Segment Start: WORKING DATA

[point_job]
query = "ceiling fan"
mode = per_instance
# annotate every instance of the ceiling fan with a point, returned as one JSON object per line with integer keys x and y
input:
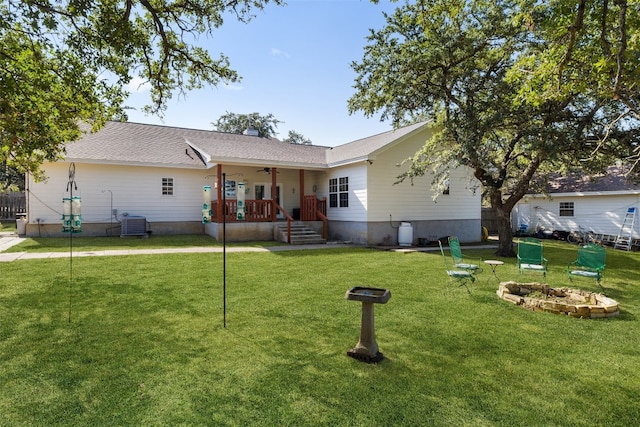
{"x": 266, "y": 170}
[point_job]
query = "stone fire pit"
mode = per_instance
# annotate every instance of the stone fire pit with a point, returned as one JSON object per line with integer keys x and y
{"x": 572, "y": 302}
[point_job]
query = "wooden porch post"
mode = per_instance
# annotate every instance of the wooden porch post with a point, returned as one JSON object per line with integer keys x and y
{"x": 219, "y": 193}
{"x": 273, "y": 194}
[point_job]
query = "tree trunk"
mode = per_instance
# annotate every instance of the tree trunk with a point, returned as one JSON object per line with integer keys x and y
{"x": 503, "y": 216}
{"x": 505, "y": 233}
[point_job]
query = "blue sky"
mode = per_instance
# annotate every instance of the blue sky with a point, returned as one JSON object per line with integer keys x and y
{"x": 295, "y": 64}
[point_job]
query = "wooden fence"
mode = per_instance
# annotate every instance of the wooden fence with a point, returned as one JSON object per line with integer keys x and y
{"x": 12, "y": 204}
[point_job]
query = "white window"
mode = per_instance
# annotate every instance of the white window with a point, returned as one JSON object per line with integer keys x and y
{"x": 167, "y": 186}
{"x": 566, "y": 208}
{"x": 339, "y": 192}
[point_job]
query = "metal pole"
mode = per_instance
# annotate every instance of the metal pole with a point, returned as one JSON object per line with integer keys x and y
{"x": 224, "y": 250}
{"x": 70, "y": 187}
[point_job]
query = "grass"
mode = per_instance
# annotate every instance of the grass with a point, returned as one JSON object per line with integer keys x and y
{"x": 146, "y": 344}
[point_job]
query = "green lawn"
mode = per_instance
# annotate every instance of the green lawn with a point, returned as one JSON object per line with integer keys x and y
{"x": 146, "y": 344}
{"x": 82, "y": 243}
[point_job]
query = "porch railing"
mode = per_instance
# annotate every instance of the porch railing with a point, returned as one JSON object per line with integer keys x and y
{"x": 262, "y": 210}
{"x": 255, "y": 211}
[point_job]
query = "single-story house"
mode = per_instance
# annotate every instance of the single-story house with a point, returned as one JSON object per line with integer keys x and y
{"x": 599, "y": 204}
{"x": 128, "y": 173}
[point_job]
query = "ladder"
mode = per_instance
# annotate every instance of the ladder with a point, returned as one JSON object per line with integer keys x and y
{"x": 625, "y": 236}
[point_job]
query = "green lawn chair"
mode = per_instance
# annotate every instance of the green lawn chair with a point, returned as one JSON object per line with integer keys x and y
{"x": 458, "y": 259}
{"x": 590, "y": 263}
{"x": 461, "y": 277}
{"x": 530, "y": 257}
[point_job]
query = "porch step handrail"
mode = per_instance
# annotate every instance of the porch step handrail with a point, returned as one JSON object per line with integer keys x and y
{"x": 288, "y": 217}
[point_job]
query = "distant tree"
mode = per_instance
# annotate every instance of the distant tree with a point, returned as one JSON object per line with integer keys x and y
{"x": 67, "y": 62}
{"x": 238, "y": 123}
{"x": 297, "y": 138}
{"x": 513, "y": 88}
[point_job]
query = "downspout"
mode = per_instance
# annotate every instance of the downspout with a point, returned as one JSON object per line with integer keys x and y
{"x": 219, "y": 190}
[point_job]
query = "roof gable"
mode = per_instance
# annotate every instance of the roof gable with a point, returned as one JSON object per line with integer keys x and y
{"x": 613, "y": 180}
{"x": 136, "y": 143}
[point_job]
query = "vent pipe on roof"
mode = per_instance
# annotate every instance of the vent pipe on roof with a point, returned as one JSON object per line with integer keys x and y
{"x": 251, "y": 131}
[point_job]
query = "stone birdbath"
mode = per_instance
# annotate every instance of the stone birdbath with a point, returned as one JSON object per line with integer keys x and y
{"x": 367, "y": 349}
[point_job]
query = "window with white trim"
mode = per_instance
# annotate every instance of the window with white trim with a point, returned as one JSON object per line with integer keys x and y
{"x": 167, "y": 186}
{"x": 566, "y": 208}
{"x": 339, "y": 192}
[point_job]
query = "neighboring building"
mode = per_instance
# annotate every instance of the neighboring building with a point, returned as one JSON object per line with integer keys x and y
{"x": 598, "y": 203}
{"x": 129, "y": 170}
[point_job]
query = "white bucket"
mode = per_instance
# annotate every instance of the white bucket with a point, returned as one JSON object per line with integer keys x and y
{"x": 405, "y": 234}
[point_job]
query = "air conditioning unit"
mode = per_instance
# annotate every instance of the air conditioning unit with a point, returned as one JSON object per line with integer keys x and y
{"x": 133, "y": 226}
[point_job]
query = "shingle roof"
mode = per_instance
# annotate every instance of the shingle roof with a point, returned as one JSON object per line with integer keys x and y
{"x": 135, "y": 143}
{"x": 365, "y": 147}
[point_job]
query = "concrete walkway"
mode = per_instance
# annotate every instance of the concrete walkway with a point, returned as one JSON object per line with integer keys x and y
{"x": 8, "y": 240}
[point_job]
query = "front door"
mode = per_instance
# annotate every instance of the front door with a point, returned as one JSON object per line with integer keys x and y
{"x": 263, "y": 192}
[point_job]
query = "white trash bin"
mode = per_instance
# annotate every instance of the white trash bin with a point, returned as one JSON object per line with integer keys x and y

Segment End: WORKING DATA

» PROBLEM TO SOLVE: Using the entries, state how many of their lines hold "ceiling"; give the number and no more.

» RESULT OF THIS TASK: 2